— Actions to take —
• 1. Say whether each statement agrees with the South Chicago Heights article, answering yes or no and quoting the deciding words from it: (a) the village had 4,026 residents at the 2020 census; (b) water makes up half of the village's total area; (c) the village lies in Will County, Illinois.
• 2. Carry on the South Chicago Heights article from the point where the text stops.

— Text passage —

South Chicago Heights is a village and a south suburb in Cook County, Illinois, United States. The population was 4,026 at the 2020 census.

==Geography==
South Chicago Heights is located at (41.483375, −87.637461).

According to the 2010 census, South Chicago Heights has a total area of 1.596 sqmi, of which 1.58 sqmi (or 99%) is land and 0.016 sqmi (or 1%) is water.

==Demographics==

Historical population
| Census | Pop. | Note | %± |
| 1910 | 552 |  | — |
| 1920 | 949 |  | 71.9% |
| 1930 | 1,691 |  | 78.2% |
| 1940 | 1,837 |  | 8.6% |
| 1950 | 2,129 |  | 15.9% |
| 1960 | 4,043 |  | 89.9% |
| 1970 | 4,923 |  | 21.8% |
| 1980 | 3,932 |  | −20.1% |
| 1990 | 3,597 |  | −8.5% |
| 2000 | 3,970 |  | 10.4% |
| 2010 | 4,139 |  | 4.3% |
| 2020 | 4,026 |  | −2.7% |
U.S. Decennial Census 2010 2020

===Racial and ethnic composition===

South Chicago Heights, Illinois – Racial and ethnic composition Note: the US Census treats Hispanic/Latino as an ethnic category. This table excludes Latinos from the racial categories and assigns them to a separate category. Hispanics/Latinos may be of any race.

— Data for review —
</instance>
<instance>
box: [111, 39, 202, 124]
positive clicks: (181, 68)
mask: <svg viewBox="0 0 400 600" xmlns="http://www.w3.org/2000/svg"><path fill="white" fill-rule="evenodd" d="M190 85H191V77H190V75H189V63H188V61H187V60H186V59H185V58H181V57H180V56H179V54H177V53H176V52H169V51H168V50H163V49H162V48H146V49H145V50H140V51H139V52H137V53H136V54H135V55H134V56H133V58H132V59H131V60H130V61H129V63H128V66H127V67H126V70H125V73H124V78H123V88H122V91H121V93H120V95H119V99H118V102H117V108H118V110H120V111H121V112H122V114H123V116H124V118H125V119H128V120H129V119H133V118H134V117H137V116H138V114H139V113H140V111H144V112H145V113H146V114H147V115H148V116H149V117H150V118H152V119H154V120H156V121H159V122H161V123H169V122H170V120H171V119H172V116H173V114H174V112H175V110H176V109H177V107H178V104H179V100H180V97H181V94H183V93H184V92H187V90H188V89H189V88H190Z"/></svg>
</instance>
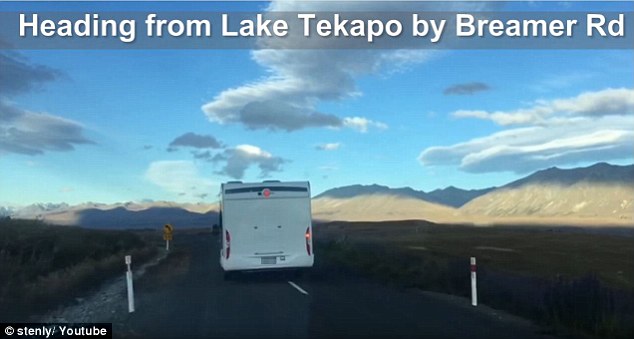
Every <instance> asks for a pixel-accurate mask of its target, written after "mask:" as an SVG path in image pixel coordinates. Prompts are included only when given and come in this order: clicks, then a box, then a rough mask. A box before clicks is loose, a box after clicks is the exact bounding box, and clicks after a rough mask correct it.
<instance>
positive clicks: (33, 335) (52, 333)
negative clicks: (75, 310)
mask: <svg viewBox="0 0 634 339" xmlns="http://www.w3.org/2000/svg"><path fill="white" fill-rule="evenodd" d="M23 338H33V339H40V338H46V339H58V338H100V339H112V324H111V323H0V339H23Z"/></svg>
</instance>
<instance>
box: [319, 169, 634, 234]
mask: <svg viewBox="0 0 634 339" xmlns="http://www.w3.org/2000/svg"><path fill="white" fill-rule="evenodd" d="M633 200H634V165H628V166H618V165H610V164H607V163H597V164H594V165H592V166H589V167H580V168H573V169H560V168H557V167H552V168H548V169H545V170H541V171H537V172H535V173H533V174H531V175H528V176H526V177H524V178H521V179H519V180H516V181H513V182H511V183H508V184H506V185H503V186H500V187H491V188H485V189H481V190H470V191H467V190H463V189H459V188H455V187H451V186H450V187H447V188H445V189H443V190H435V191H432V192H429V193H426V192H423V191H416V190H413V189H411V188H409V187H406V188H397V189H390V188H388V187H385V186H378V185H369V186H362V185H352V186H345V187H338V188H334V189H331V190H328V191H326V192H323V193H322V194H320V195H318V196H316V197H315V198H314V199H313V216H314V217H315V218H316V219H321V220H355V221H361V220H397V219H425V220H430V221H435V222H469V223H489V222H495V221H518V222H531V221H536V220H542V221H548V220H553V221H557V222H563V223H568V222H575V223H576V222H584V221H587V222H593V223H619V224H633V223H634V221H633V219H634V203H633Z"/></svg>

— Answers for the exercise —
• 1.
(a) Yes: "The population was 4,026 at the 2020 census."
(b) No: "0.016 sqmi (or 1%) is water"
(c) No: "a south suburb in Cook County, Illinois"

• 2.
| Race / Ethnicity (NH = Non-Hispanic) | Pop 2000 | Pop 2010 | Pop 2020 | % 2000 | % 2010 | % 2020 |
|---|---|---|---|---|---|---|
| White alone (NH) | 2,857 | 1,938 | 1,270 | 71.96% | 46.82% | 31.54% |
| Black or African American alone (NH) | 274 | 643 | 671 | 6.90% | 15.54% | 16.67% |
| Native American or Alaska Native alone (NH) | 6 | 5 | 5 | 0.15% | 0.12% | 0.12% |
| Asian alone (NH) | 38 | 46 | 65 | 0.96% | 1.11% | 1.61% |
| Native Hawaiian or Pacific Islander alone (NH) | 1 | 7 | 2 | 0.03% | 0.17% | 0.05% |
| Other race alone (NH) | 4 | 5 | 9 | 0.10% | 0.12% | 0.22% |
| Mixed race or Multiracial (NH) | 72 | 55 | 104 | 1.81% | 1.33% | 2.58% |
| Hispanic or Latino (any race) | 718 | 1,440 | 1,900 | 18.09% | 34.79% | 47.19% |
| Total | 3,970 | 4,139 | 4,026 | 100.00% | 100.00% | 100.00% |

| Race (NH = Non-Hispanic) | % 1990 | % 1980 | Pop 1990 | Pop 1980 |
|---|---|---|---|---|
| White alone (NH) | 85% | 91.5% | 3,058 | 3,596 |
| Black alone (NH) | 1.2% | 0.4% | 42 | 14 |
| American Indian alone (NH) | 0.1% | 0.2% | 2 | 6 |
| Asian or Pacific Islander alone (NH) | 0.2% | 0.1% | 6 | 4 |
| Other race alone (NH) | 0.2% | 0% | 6 | 0 |
| Hispanic/Latino (any race) | 13.4% | 7.9% | 483 | 312 |

===2020 census===
As of the 2020 census, South Chicago Heights had a population of 4,026 and 1,056 families residing in the village. The median age was 36.2 years. 25.0% of residents were under the age of 18 and 12.8% of residents were 65 years of age or older. For every 100 females, there were 101.4 males, and for every 100 females age 18 and over, there were 99.1 males age 18 and over.

100.0% of residents lived in urban areas, while 0.0% lived in rural areas.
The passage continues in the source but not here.